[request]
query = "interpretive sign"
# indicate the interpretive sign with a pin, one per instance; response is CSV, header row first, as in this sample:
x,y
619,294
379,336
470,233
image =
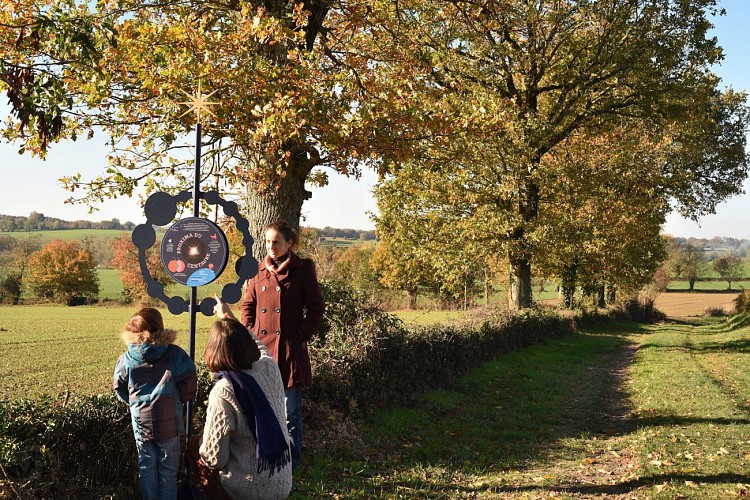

TASK ITEM
Images stay out; the entries above are to be printed exactly.

WRITTEN REPLY
[request]
query = "interpretive sign"
# indicate the interpretive sign with a pin, one per instance; response is CSV, header row first, as in this sample:
x,y
619,294
379,336
470,233
image =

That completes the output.